## Stored dataset items
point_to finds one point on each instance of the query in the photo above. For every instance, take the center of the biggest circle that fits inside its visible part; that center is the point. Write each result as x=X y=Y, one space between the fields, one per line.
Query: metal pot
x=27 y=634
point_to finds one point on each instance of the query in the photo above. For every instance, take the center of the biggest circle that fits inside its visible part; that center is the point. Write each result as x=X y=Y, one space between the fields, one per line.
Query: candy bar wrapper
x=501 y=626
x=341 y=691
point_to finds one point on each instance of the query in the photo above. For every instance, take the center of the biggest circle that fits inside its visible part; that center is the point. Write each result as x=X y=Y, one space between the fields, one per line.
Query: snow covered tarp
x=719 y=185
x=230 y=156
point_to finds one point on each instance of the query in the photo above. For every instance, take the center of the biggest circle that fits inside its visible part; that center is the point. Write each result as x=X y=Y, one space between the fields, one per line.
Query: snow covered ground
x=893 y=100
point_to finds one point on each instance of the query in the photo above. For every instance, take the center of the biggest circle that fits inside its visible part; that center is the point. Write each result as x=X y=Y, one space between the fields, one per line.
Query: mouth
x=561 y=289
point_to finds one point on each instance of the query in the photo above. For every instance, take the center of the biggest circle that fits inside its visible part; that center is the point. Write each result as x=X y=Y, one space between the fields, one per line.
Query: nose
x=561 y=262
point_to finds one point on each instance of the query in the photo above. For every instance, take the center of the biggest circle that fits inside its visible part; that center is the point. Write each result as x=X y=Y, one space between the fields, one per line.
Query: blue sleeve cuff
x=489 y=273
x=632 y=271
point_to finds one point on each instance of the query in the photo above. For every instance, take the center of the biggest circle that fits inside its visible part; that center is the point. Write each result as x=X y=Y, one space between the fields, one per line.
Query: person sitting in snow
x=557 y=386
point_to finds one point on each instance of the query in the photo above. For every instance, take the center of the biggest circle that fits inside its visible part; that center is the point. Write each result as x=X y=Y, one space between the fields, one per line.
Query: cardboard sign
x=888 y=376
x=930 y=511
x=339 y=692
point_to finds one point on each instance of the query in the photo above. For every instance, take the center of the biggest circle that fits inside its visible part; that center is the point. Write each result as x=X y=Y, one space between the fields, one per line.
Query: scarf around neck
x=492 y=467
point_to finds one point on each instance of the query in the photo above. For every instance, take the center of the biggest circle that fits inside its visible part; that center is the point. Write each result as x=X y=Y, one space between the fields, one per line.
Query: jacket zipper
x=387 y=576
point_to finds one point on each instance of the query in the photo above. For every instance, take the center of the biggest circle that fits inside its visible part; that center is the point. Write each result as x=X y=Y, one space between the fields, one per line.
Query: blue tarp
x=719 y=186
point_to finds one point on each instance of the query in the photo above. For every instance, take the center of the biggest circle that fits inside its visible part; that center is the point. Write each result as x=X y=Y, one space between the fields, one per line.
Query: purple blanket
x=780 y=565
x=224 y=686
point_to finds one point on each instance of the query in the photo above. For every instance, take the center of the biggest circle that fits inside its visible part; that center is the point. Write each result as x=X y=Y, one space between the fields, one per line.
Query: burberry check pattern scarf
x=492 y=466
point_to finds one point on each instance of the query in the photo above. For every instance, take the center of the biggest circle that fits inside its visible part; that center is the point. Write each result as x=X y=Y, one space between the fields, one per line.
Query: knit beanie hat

## Goal
Arrange every line of the items above as a Markdown table with the columns Row and Line, numbering the rows in order and omitting blank lines.

## Reply
| Row | Line |
|---|---|
| 1 | point_to finds one point on each instance of the query in the photo above. For every instance, take the center of the biggest circle that fits inside its visible part; that center is the point. Write each result as x=X y=Y, one space between the fields, one per line. |
| 2 | Query: metal pot |
| 3 | x=27 y=634 |
| 4 | point_to finds one point on each instance of the query in the photo above. For every instance, take the center of the biggest circle that fits inside its visible part; that center is the point. Write each result as x=X y=Y, one space between the fields, one per line. |
| 5 | Query: candy bar wrapper |
| 6 | x=501 y=626 |
| 7 | x=341 y=691 |
| 8 | point_to finds one point on each instance of the query in the photo above. For every instance, take the center of the biggest circle that fits inside its visible part; that center is the point. Write each result as x=X y=Y, one space between the fields, one per line. |
| 9 | Query: snow covered tarp |
| 10 | x=719 y=185 |
| 11 | x=230 y=156 |
| 12 | point_to finds one point on each instance of the query in the photo above. For every instance, take the center of the biggest circle that fits inside its visible part; that center is the point. Write each result as x=X y=Y, one space between the fields, one per line. |
| 13 | Query: snow covered ground |
| 14 | x=893 y=100 |
| 15 | point_to finds one point on each instance of the query in the photo above. For every instance, take the center of the biggest circle that fits inside its visible part; that center is the point. Write each result as x=X y=Y, one space between the fields, one per line. |
| 16 | Query: mouth |
| 17 | x=561 y=289 |
| 18 | point_to finds one point on each instance of the query in the photo above. For every instance, take the center of the biggest circle that fits inside its visible part; that center is the point. Write each result as x=X y=Y, one space between the fields, one per line. |
| 19 | Query: nose |
| 20 | x=561 y=262 |
| 21 | point_to finds one point on each instance of the query in the photo above. For every instance, take the center of the biggest circle that fits inside its visible part; that center is the point. Write each result as x=X y=Y, one space between the fields, one per line. |
| 22 | Query: blue sleeve cuff |
| 23 | x=489 y=273 |
| 24 | x=632 y=271 |
| 25 | point_to finds one point on each instance of the query in the photo above. For every instance, take the center of the biggest circle that fits inside its visible part; that center is the point. Write each result as x=X y=Y, one space between the fields, one per line. |
| 26 | Query: person sitting in snow |
| 27 | x=557 y=386 |
| 28 | point_to finds one point on each instance of the query in the photo above. For every instance, take the center of the biggest circle that fits inside its visible part; that center is the point. Write each result as x=X y=Y, one space between the fields, one per line. |
| 29 | Query: cardboard sign |
| 30 | x=888 y=376 |
| 31 | x=930 y=511 |
| 32 | x=339 y=692 |
| 33 | point_to finds one point on each instance of the query in the photo above. For every instance, take the center of the biggest circle that fits inside its visible part; that center is the point. Write each result as x=X y=Y, one space between the fields, one per line. |
| 34 | Query: scarf around neck |
| 35 | x=492 y=467 |
| 36 | point_to finds one point on each instance of the query in the photo above. For every instance, take the center of the biggest circle that fits inside its visible part; that center is the point. Write each result as x=X y=Y, one space between the fields, one per line. |
| 37 | Query: jacket zipper |
| 38 | x=387 y=576 |
| 39 | point_to finds one point on each instance of the query in the photo above. For every instance, take the center of the biggest circle that fits inside its visible part; that center is the point. Write each result as x=X y=Y, one space between the fields, one per line. |
| 40 | Query: blue tarp |
| 41 | x=719 y=186 |
| 42 | point_to finds one point on each instance of the query in the photo above. For every instance, take the center of the biggest circle that fits inside its visible part; that center is the point. Write each result as x=X y=Y, one space between the fields, one per line. |
| 43 | Query: purple blanket |
| 44 | x=780 y=565 |
| 45 | x=224 y=686 |
| 46 | point_to finds one point on each instance of the query in the photo above. For every instance, take the center of the biggest circle that fits inside its visible part; that center is the point. Write each result as x=X y=Y, one space between the fields, one per line. |
| 47 | Query: burberry check pattern scarf |
| 48 | x=492 y=466 |
| 49 | point_to finds one point on each instance of the query in the photo above. For every instance, take the center of the biggest circle that fits inside its visible part; that center is the point. Write each result as x=X y=Y, one space between the fields, one per line. |
| 50 | Query: knit beanie hat |